Start of Block
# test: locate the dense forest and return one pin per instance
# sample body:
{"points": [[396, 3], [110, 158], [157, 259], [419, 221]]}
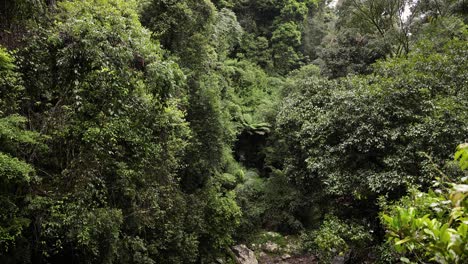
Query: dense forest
{"points": [[233, 131]]}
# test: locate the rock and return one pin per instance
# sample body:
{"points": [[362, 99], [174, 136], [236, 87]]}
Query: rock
{"points": [[270, 247], [339, 260], [244, 255]]}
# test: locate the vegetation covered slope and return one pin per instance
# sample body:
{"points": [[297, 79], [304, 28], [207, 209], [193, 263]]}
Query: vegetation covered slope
{"points": [[167, 131]]}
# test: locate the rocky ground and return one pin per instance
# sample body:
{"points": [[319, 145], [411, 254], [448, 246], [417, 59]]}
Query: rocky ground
{"points": [[272, 248]]}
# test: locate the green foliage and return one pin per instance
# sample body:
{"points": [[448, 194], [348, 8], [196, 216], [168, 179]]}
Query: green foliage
{"points": [[431, 226], [363, 135], [16, 144]]}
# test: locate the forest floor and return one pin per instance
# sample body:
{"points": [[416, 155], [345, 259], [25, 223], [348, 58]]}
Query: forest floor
{"points": [[302, 259]]}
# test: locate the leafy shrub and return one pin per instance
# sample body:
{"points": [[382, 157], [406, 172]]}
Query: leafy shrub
{"points": [[432, 226]]}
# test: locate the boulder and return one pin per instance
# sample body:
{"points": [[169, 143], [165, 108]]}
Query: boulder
{"points": [[244, 255]]}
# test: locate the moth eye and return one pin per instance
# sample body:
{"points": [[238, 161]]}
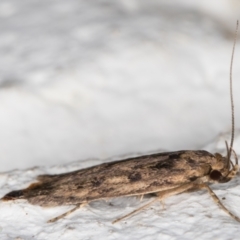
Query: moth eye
{"points": [[215, 175]]}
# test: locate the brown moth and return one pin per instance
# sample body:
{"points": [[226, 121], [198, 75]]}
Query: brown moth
{"points": [[163, 174]]}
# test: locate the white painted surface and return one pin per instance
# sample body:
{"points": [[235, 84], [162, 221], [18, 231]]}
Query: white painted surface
{"points": [[84, 80]]}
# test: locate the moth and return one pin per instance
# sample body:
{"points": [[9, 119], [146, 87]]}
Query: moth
{"points": [[162, 174]]}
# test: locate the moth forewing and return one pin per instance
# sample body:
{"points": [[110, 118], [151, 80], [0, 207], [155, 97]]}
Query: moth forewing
{"points": [[164, 174]]}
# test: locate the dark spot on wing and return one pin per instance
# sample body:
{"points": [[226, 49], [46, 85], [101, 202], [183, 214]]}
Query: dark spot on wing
{"points": [[13, 195], [96, 182], [134, 177], [164, 164]]}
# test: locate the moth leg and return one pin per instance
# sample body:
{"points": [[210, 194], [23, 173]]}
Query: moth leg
{"points": [[160, 195], [218, 202], [67, 213]]}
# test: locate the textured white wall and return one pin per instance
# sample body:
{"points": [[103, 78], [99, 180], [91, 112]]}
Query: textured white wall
{"points": [[100, 79]]}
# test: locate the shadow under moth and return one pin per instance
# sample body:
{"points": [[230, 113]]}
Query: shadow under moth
{"points": [[164, 174]]}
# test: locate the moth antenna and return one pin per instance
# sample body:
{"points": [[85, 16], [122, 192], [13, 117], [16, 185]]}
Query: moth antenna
{"points": [[231, 93]]}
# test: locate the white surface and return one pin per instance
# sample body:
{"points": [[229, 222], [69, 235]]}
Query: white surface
{"points": [[96, 79]]}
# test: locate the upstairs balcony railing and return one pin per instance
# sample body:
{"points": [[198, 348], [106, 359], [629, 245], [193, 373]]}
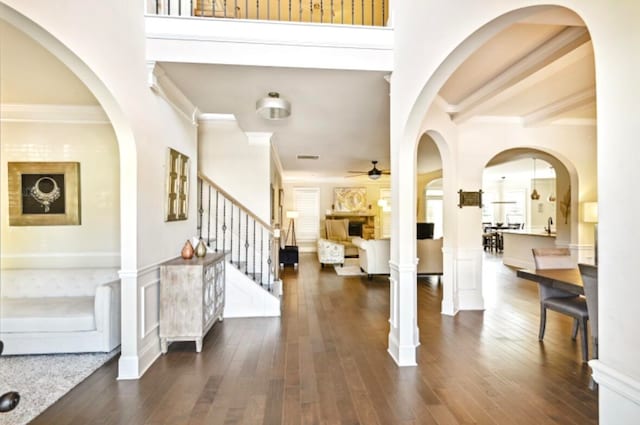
End of Block
EXERCISE GOAL – Reproduce the listing word for word and omit its pictures.

REPLY TO THE TASK –
# test: locate the dense forest and return one pin per instance
# sample body:
{"points": [[396, 3], [110, 158], [157, 259], [419, 221]]}
Query: dense forest
{"points": [[233, 131]]}
# test: locate the rock and return one pin per instance
# sample body:
{"points": [[362, 99], [174, 136], [236, 87]]}
Query: rock
{"points": [[270, 247], [339, 260], [244, 255]]}
# test: locate the vegetation covered slope and return one pin per instance
# sample body:
{"points": [[297, 79], [304, 28], [207, 209], [193, 263]]}
Query: vegetation covered slope
{"points": [[167, 131]]}
# test: locate the rocky ground and return one pin per instance
# sample body:
{"points": [[319, 145], [411, 254], [448, 246], [417, 59]]}
Query: rocky ground
{"points": [[272, 248]]}
# test: locate the green foliage and return one pin per instance
# sample body:
{"points": [[448, 194], [348, 8], [196, 216], [168, 179]]}
Query: green foliage
{"points": [[431, 226], [363, 135], [16, 144]]}
# test: locate the forest floor and return one pin per instance
# sample body:
{"points": [[416, 155], [345, 259], [25, 223], [348, 58]]}
Query: forest floor
{"points": [[302, 259]]}
# test: locate the leafy shrub and return one pin per instance
# sample body:
{"points": [[382, 157], [406, 172]]}
Query: leafy shrub
{"points": [[432, 226]]}
# test: locate the boulder and return one pin per instance
# sample body:
{"points": [[169, 143], [165, 108]]}
Query: boulder
{"points": [[244, 255]]}
# test: locate the moth eye and return one pin per instance
# sample body:
{"points": [[238, 161]]}
Query: moth eye
{"points": [[215, 175]]}
# test: locate the brown moth and return one pin per instance
# sample body:
{"points": [[226, 121], [198, 75]]}
Query: brown moth
{"points": [[163, 174]]}
# test: locate the white painted surface and return one pin per instance
# sample body:
{"points": [[235, 84], [162, 221], [18, 231]]}
Query: white painted surface
{"points": [[84, 80]]}
# test: locate the moth and return one pin per instance
# sample body:
{"points": [[9, 119], [146, 87]]}
Query: moth
{"points": [[162, 174]]}
# test: locate the moth forewing and return one pin per instance
# sample body:
{"points": [[110, 118], [151, 80], [0, 207], [155, 97]]}
Query: moth forewing
{"points": [[164, 174]]}
# test: locate the dark spot on wing and return one pin per instance
# sample body:
{"points": [[226, 49], [46, 85], [101, 202], [183, 214]]}
Query: dark spot on wing
{"points": [[13, 195], [96, 182], [134, 177], [164, 164]]}
# test: locate the moth leg and return one pin per instance
# sample body:
{"points": [[210, 194], [23, 173]]}
Query: moth leg
{"points": [[160, 195], [218, 202], [67, 213]]}
# test: locate the textured white wall and return one pin per instance
# sample body:
{"points": [[103, 78], [99, 180], [91, 112]]}
Query: textured white wall
{"points": [[100, 79]]}
# test: locate the shadow under moth and return one pin per instance
# sample body:
{"points": [[230, 113]]}
Query: shadow under moth
{"points": [[164, 174]]}
# test: locate the moth antenna and return one pin per instance
# sample body:
{"points": [[85, 16], [122, 192], [13, 117], [16, 185]]}
Query: moth antenna
{"points": [[231, 93]]}
# test: locate the white surface and return one pin per instance
# sample body:
{"points": [[229, 222], [69, 235]]}
Query: white surface
{"points": [[96, 79]]}
# test: locate the upstairs balcony railing and return one pin per instance
# sample body:
{"points": [[198, 348], [106, 359], [629, 245], [193, 373]]}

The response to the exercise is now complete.